* **Aim of the task**
Extract every line of the records that contains the word "small".

[Data pulled from a collection]
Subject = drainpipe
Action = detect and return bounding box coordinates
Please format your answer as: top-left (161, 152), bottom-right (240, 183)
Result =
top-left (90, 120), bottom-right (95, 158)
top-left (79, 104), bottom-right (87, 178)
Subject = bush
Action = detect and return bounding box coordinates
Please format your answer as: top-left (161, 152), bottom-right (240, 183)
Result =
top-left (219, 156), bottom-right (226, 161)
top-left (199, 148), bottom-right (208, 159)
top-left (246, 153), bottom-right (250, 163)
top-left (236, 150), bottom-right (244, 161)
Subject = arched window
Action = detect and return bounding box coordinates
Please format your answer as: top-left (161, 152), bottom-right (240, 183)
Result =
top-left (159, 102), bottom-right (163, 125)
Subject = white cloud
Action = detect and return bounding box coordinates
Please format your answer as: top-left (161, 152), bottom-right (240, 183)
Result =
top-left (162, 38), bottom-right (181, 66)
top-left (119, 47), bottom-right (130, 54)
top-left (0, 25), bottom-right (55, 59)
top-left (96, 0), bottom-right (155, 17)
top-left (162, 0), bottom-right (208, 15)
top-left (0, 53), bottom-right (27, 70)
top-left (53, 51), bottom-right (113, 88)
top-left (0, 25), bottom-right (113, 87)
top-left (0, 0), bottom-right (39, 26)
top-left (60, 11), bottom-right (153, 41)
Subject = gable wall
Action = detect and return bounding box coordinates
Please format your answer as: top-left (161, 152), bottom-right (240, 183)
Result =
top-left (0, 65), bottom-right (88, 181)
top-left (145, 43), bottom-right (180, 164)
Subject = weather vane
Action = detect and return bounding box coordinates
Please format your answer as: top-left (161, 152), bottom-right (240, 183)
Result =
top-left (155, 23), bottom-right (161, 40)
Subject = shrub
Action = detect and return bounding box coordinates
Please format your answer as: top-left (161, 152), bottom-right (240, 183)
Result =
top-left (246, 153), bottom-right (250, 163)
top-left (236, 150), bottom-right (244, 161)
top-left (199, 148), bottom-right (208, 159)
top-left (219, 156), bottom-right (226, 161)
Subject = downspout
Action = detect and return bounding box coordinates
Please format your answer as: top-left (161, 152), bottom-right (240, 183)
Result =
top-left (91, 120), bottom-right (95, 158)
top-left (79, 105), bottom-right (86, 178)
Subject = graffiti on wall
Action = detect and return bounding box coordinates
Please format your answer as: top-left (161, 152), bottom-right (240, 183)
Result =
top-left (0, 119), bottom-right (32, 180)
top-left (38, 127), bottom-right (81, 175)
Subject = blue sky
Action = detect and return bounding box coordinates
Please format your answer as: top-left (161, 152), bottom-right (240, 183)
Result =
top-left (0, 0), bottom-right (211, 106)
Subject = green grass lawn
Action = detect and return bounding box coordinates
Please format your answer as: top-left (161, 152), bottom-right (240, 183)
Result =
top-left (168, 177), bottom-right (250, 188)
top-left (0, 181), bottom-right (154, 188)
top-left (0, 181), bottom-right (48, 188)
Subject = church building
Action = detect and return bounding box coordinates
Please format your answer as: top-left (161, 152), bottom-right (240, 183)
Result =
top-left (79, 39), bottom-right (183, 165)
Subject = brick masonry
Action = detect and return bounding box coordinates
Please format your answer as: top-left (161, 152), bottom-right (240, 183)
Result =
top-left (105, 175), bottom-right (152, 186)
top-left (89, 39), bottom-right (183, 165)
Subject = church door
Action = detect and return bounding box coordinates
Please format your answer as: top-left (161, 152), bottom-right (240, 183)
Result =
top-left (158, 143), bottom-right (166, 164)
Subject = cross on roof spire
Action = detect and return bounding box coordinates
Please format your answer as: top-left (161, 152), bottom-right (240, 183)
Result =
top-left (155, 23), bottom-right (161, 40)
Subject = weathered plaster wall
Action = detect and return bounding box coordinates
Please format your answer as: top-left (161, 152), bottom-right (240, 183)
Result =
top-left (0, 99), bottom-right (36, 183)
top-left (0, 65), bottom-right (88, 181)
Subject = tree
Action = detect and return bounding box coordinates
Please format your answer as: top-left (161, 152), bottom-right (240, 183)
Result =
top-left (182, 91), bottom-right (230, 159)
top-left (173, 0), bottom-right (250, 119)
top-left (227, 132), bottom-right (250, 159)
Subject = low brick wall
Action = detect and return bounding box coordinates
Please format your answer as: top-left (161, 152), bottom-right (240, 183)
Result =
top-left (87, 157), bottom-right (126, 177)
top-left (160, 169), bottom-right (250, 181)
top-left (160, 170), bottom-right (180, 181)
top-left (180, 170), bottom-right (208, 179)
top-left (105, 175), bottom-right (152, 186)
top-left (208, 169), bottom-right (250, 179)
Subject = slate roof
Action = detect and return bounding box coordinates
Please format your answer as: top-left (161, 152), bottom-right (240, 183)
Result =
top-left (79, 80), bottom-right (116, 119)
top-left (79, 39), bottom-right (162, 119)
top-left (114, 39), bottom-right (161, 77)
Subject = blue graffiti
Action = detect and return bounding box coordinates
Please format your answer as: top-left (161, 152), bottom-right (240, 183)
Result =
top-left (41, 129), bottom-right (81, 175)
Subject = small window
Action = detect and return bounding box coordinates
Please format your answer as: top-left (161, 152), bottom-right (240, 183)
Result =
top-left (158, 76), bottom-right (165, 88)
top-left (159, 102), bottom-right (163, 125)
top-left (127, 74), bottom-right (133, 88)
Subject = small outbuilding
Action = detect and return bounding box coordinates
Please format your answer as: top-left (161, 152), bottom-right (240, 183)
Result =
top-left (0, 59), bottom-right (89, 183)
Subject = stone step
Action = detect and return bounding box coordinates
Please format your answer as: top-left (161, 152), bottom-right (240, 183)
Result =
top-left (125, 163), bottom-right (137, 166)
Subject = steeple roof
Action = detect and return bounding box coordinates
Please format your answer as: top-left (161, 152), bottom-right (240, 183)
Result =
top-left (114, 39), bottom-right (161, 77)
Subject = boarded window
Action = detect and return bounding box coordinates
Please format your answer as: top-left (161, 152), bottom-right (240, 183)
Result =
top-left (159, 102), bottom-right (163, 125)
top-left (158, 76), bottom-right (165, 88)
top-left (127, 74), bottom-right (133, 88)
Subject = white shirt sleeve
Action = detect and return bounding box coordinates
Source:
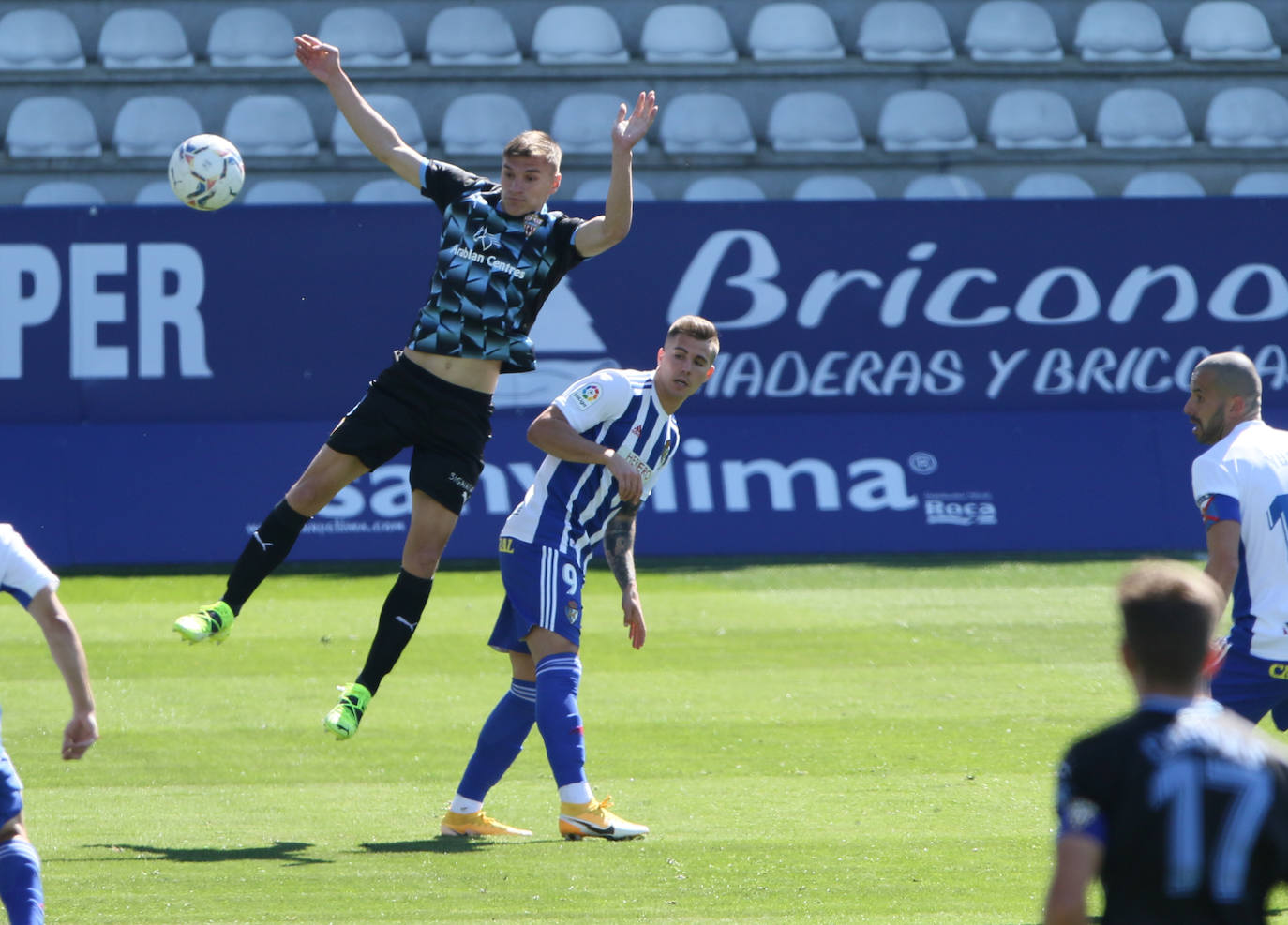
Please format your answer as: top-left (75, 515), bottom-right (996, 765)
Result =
top-left (551, 370), bottom-right (633, 433)
top-left (1191, 454), bottom-right (1239, 505)
top-left (0, 523), bottom-right (58, 606)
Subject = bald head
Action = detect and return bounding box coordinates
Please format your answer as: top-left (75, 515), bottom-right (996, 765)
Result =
top-left (1192, 351), bottom-right (1261, 420)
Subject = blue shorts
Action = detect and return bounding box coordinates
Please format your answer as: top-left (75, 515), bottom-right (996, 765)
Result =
top-left (487, 536), bottom-right (585, 652)
top-left (0, 716), bottom-right (22, 825)
top-left (1212, 648), bottom-right (1288, 729)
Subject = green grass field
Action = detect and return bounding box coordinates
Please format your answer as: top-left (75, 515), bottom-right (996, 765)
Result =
top-left (9, 560), bottom-right (1288, 925)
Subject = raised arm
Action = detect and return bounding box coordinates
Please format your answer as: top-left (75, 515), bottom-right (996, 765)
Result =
top-left (528, 405), bottom-right (644, 503)
top-left (604, 503), bottom-right (645, 648)
top-left (576, 90), bottom-right (657, 257)
top-left (27, 588), bottom-right (97, 761)
top-left (1203, 520), bottom-right (1240, 601)
top-left (295, 35), bottom-right (429, 189)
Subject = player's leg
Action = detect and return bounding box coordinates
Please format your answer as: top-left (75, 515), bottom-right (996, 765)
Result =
top-left (515, 551), bottom-right (648, 839)
top-left (322, 489), bottom-right (458, 739)
top-left (440, 644), bottom-right (537, 835)
top-left (0, 743), bottom-right (45, 925)
top-left (173, 446), bottom-right (369, 643)
top-left (322, 366), bottom-right (492, 739)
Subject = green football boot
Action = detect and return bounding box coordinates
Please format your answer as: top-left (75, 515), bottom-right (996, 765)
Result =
top-left (173, 601), bottom-right (237, 643)
top-left (322, 681), bottom-right (371, 739)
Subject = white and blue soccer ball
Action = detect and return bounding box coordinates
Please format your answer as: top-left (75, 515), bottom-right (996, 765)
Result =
top-left (170, 135), bottom-right (246, 213)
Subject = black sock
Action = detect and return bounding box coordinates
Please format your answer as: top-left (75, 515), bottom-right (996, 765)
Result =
top-left (224, 499), bottom-right (309, 613)
top-left (357, 570), bottom-right (434, 694)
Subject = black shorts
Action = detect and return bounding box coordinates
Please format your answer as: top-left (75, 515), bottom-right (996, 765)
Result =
top-left (326, 354), bottom-right (492, 514)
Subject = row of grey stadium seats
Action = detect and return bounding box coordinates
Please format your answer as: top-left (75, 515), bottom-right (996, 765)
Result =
top-left (22, 170), bottom-right (1288, 206)
top-left (0, 0), bottom-right (1281, 71)
top-left (4, 86), bottom-right (1288, 158)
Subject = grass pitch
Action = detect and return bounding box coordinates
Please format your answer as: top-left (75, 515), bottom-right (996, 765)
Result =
top-left (0, 560), bottom-right (1288, 925)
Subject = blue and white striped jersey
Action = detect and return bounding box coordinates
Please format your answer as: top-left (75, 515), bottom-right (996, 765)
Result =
top-left (501, 370), bottom-right (680, 568)
top-left (1191, 420), bottom-right (1288, 661)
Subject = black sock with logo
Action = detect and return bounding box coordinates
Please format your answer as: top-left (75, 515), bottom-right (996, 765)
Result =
top-left (357, 570), bottom-right (434, 694)
top-left (224, 499), bottom-right (309, 613)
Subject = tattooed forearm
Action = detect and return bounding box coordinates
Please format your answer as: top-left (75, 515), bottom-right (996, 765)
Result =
top-left (604, 505), bottom-right (639, 591)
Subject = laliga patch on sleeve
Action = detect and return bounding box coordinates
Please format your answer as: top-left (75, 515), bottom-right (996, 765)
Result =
top-left (572, 382), bottom-right (602, 411)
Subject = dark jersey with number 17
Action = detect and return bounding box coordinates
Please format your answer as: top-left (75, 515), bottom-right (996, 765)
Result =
top-left (1057, 698), bottom-right (1288, 925)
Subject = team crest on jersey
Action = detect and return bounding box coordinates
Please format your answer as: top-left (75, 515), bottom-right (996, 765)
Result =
top-left (572, 382), bottom-right (599, 409)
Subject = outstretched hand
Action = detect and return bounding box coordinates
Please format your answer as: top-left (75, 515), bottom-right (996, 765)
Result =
top-left (613, 90), bottom-right (657, 151)
top-left (295, 34), bottom-right (340, 83)
top-left (622, 585), bottom-right (645, 649)
top-left (63, 714), bottom-right (97, 761)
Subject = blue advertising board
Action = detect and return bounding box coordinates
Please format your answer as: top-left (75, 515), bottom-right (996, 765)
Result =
top-left (0, 199), bottom-right (1288, 564)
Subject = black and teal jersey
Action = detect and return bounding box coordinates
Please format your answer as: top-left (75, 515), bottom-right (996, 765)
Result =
top-left (407, 161), bottom-right (582, 372)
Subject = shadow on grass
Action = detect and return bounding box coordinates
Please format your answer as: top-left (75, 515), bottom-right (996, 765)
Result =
top-left (87, 842), bottom-right (332, 867)
top-left (362, 835), bottom-right (551, 854)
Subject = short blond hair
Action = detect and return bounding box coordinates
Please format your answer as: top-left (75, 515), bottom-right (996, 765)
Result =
top-left (501, 128), bottom-right (562, 174)
top-left (666, 314), bottom-right (720, 360)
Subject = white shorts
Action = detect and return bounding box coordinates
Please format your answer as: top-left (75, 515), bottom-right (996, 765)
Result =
top-left (0, 523), bottom-right (58, 606)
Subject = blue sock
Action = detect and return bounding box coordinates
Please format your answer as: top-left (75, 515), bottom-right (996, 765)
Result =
top-left (0, 839), bottom-right (45, 925)
top-left (456, 678), bottom-right (537, 802)
top-left (537, 652), bottom-right (586, 787)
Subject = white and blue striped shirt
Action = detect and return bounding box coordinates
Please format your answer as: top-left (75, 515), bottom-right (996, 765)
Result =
top-left (501, 370), bottom-right (680, 568)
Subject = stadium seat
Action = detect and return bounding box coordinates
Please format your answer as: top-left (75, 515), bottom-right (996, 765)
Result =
top-left (112, 96), bottom-right (201, 157)
top-left (640, 3), bottom-right (738, 65)
top-left (331, 94), bottom-right (429, 157)
top-left (769, 90), bottom-right (863, 151)
top-left (238, 179), bottom-right (326, 206)
top-left (22, 180), bottom-right (105, 206)
top-left (532, 4), bottom-right (630, 65)
top-left (352, 176), bottom-right (429, 205)
top-left (5, 97), bottom-right (103, 157)
top-left (877, 90), bottom-right (975, 151)
top-left (1181, 0), bottom-right (1281, 61)
top-left (988, 90), bottom-right (1087, 148)
top-left (903, 174), bottom-right (984, 200)
top-left (97, 9), bottom-right (192, 69)
top-left (550, 93), bottom-right (648, 155)
top-left (858, 0), bottom-right (956, 62)
top-left (206, 7), bottom-right (299, 67)
top-left (1123, 170), bottom-right (1205, 199)
top-left (572, 174), bottom-right (657, 202)
top-left (1096, 87), bottom-right (1194, 148)
top-left (1203, 86), bottom-right (1288, 148)
top-left (0, 9), bottom-right (85, 71)
top-left (658, 93), bottom-right (756, 155)
top-left (441, 93), bottom-right (532, 158)
top-left (684, 176), bottom-right (765, 202)
top-left (792, 174), bottom-right (877, 201)
top-left (1012, 174), bottom-right (1096, 200)
top-left (134, 180), bottom-right (183, 206)
top-left (965, 0), bottom-right (1064, 62)
top-left (1230, 172), bottom-right (1288, 196)
top-left (747, 3), bottom-right (845, 61)
top-left (425, 7), bottom-right (523, 66)
top-left (1073, 0), bottom-right (1172, 62)
top-left (220, 93), bottom-right (318, 157)
top-left (318, 7), bottom-right (411, 67)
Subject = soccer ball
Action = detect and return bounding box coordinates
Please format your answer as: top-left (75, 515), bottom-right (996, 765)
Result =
top-left (170, 135), bottom-right (246, 213)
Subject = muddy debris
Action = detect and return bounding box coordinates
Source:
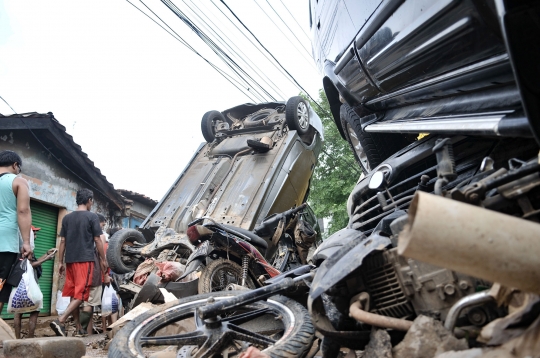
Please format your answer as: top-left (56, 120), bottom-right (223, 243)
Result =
top-left (362, 327), bottom-right (392, 358)
top-left (393, 315), bottom-right (469, 358)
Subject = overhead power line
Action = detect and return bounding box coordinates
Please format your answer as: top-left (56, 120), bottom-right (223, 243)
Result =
top-left (253, 0), bottom-right (315, 68)
top-left (161, 0), bottom-right (276, 102)
top-left (0, 96), bottom-right (17, 113)
top-left (126, 0), bottom-right (255, 101)
top-left (276, 0), bottom-right (310, 39)
top-left (183, 0), bottom-right (286, 98)
top-left (220, 0), bottom-right (323, 110)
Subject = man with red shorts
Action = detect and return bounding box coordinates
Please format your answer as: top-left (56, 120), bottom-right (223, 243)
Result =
top-left (50, 189), bottom-right (107, 337)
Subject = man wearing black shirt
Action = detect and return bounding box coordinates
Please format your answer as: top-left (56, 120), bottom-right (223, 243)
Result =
top-left (51, 189), bottom-right (107, 337)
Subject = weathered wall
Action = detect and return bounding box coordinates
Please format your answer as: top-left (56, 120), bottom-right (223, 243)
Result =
top-left (0, 130), bottom-right (119, 218)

* **Solution to the problem**
Subject = small window
Subject = small outbuilding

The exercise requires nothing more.